In this material, which lines include the string "vegetation"? Show them.
:: DATASET ENTRIES ::
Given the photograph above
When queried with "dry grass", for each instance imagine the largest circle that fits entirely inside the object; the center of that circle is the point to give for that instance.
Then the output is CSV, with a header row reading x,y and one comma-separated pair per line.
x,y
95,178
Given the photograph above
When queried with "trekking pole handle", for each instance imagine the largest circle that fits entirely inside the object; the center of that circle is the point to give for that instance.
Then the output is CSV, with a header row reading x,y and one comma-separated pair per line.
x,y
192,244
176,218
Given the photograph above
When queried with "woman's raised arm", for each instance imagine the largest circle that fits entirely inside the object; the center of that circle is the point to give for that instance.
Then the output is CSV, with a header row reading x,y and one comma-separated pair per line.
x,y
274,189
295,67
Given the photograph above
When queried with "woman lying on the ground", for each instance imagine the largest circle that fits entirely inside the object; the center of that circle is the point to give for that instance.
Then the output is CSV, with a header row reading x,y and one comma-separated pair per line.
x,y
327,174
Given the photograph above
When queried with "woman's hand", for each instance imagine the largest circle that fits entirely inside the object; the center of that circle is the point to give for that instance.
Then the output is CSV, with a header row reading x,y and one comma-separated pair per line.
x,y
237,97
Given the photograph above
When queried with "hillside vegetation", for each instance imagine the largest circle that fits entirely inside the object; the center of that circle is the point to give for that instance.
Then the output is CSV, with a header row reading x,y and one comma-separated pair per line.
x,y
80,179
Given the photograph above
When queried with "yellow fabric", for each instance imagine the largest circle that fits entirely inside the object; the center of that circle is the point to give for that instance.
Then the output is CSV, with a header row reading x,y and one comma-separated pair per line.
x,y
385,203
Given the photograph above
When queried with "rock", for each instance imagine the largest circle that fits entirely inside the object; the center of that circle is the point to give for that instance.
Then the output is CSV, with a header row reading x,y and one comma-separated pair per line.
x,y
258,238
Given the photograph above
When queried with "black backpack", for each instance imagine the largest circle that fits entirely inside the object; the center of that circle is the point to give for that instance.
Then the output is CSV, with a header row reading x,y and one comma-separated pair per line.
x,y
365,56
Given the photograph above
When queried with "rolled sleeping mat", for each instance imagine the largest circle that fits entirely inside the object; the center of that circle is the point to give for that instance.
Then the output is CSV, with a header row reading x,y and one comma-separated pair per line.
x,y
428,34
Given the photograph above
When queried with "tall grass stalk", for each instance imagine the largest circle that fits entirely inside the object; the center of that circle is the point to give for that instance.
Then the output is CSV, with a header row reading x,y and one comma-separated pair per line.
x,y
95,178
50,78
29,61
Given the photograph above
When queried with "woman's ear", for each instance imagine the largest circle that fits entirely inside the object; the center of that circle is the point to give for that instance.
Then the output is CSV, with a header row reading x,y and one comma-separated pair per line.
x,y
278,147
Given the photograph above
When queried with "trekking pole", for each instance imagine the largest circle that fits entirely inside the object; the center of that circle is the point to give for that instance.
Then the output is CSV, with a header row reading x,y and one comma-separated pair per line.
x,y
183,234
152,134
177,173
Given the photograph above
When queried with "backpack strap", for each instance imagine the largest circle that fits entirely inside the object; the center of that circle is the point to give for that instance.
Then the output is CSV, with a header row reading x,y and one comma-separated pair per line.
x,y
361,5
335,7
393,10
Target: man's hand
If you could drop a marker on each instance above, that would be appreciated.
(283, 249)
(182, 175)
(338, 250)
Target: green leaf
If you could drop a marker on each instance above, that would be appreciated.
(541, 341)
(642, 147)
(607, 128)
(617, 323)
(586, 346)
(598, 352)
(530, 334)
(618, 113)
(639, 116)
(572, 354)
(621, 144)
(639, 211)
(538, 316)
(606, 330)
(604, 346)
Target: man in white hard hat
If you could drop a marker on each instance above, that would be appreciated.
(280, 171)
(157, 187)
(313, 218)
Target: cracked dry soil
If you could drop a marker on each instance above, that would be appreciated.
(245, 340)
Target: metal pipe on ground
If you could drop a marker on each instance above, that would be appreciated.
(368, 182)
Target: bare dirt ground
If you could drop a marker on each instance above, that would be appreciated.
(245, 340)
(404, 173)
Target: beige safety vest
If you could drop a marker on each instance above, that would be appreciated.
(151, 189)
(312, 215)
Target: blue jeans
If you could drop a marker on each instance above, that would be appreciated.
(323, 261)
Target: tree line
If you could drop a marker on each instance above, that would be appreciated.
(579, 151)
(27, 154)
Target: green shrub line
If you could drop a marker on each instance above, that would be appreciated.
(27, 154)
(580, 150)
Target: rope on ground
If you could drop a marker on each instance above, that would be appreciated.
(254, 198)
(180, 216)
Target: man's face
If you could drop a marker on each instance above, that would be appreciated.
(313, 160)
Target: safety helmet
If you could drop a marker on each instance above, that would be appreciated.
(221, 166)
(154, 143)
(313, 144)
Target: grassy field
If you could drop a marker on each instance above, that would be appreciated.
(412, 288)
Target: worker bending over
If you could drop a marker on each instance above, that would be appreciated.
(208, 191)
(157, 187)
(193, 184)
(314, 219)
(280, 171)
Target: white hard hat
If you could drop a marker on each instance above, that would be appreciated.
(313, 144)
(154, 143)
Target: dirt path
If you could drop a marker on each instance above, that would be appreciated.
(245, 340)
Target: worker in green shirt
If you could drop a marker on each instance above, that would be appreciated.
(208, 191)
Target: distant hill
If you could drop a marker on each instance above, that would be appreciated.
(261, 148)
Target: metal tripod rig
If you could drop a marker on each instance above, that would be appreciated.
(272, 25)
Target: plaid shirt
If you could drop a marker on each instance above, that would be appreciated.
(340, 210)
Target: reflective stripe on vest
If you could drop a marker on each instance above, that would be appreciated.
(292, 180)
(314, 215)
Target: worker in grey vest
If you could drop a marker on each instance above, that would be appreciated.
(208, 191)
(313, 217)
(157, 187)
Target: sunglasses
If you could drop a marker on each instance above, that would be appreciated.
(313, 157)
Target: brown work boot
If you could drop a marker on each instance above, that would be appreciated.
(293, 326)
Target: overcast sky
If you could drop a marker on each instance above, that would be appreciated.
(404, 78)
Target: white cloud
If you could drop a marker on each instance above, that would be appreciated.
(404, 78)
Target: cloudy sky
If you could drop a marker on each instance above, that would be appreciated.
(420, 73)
:::
:: DATASET ENTRIES ::
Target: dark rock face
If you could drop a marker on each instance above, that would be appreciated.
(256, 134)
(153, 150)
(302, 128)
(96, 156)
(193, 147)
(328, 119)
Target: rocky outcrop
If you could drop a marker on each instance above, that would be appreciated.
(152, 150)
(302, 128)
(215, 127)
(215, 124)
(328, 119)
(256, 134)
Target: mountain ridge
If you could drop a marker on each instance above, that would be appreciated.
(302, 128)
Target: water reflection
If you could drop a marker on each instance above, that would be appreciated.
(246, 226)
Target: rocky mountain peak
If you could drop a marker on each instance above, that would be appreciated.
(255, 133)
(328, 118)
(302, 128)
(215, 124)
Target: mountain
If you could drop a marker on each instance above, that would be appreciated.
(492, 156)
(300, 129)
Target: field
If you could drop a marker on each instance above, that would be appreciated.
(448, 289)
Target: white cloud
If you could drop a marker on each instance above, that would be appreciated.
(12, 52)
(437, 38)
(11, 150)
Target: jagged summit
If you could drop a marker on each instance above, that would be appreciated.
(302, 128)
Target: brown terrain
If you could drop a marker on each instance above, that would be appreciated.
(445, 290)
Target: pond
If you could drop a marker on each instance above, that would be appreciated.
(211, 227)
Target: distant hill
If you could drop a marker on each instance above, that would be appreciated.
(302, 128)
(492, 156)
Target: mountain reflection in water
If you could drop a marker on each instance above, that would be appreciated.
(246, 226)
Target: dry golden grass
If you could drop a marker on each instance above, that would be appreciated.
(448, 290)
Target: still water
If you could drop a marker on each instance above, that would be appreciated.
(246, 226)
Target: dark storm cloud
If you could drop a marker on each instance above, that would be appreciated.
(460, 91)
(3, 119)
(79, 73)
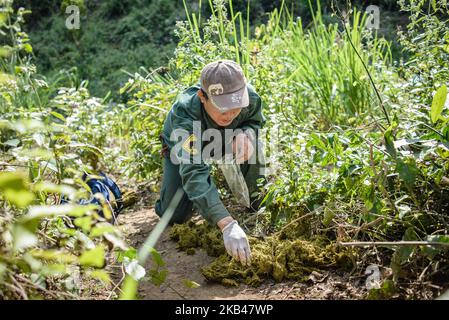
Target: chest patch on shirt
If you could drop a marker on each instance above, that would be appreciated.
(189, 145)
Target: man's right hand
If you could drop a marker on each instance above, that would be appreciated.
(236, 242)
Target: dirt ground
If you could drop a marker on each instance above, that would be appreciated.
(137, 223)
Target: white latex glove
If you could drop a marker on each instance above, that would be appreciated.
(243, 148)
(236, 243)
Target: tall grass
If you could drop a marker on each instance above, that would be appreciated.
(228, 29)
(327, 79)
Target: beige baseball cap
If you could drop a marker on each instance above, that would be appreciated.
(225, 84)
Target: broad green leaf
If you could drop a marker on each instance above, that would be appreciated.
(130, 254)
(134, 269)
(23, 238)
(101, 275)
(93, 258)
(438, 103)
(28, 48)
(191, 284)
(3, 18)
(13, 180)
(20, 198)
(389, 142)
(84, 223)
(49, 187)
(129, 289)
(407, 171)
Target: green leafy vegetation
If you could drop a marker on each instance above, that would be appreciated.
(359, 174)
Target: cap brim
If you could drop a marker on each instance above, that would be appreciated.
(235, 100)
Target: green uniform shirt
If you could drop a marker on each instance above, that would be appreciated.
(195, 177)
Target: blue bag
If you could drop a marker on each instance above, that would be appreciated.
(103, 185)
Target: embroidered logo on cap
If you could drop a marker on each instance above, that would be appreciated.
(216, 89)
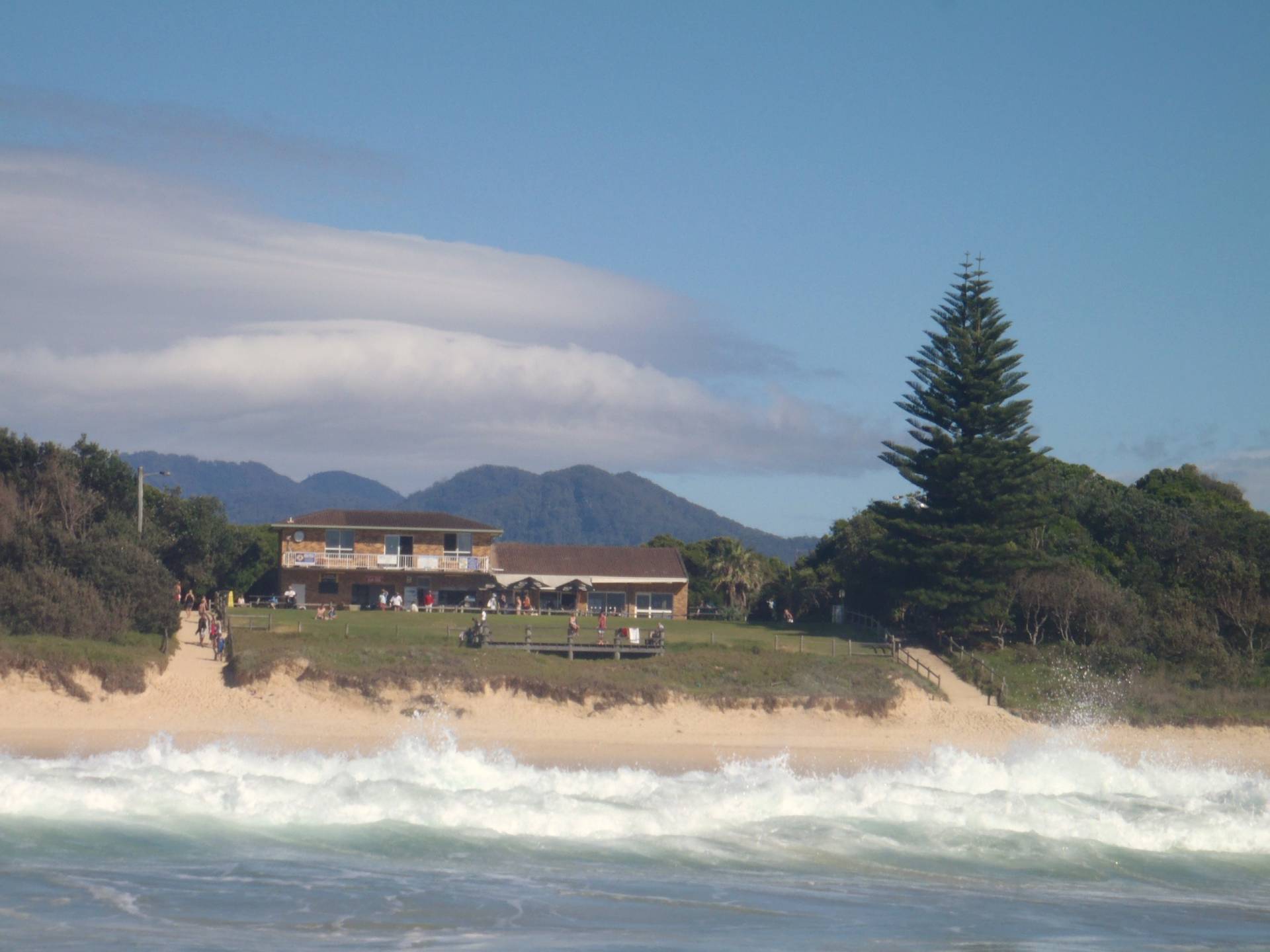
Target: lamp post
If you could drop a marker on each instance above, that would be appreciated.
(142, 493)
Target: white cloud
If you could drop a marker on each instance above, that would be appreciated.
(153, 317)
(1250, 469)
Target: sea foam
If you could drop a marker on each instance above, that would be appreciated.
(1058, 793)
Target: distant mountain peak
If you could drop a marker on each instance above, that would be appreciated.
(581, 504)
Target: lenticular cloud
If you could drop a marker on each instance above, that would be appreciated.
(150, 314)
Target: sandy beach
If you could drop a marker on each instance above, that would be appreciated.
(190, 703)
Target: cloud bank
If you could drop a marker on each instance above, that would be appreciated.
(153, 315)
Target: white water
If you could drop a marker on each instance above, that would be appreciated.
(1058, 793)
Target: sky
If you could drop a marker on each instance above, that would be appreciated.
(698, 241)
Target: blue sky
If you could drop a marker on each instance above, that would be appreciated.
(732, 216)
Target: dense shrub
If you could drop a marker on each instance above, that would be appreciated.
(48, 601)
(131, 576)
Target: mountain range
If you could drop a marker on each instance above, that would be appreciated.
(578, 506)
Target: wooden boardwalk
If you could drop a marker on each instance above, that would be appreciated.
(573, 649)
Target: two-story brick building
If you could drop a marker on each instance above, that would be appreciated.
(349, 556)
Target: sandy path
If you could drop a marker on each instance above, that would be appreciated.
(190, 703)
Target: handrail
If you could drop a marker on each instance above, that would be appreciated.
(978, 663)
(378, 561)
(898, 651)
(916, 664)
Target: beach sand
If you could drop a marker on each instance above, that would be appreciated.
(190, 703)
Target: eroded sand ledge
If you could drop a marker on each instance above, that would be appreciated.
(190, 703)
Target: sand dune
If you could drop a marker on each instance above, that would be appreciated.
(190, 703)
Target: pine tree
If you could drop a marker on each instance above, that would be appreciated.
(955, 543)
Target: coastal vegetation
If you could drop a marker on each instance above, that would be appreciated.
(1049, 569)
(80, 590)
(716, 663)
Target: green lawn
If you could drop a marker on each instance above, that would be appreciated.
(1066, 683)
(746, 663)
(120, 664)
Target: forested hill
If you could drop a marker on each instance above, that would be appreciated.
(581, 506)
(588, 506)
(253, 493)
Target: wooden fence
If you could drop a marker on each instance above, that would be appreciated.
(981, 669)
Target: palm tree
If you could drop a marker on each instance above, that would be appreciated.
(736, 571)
:::
> [SOLUTION TO THIS PROBLEM]
When queried with "hillside vegetation", for each instance imagine the largest circle that fits entirely inside the object; the center of that circle is the point to give for that instance.
Target: green leafy vegetation
Target: coastal vegetation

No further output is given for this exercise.